The request: The listing below must be repeated word for word, with its images excluded.

>>>>>

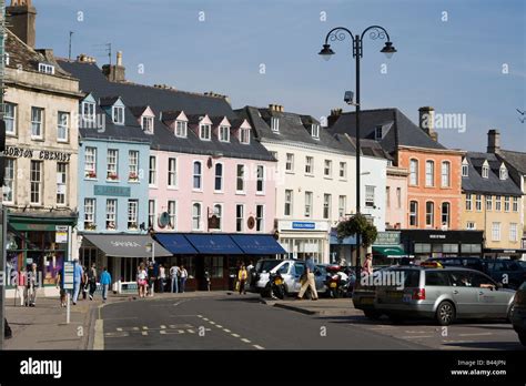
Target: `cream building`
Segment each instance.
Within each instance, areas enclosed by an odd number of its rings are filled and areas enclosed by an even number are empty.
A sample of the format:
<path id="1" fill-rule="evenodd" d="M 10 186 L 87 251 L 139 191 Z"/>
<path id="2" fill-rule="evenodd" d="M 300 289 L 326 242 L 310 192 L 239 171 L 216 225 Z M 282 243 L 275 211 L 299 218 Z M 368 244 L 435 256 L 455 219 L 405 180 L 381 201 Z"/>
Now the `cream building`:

<<<<<

Answer to the problem:
Target: `cream building`
Segment each instance.
Within each instance, areas enclosed by an odd number of its rings are filled and areas enclosed by an even number are empty.
A sample of the format:
<path id="1" fill-rule="evenodd" d="M 10 186 L 87 251 L 139 191 Z"/>
<path id="2" fill-rule="evenodd" d="M 300 289 L 326 242 L 310 192 L 239 171 L 216 225 Z M 282 243 L 275 211 L 299 218 Z M 368 244 L 435 256 L 455 219 L 405 180 L 381 201 Z"/>
Now the `cream building`:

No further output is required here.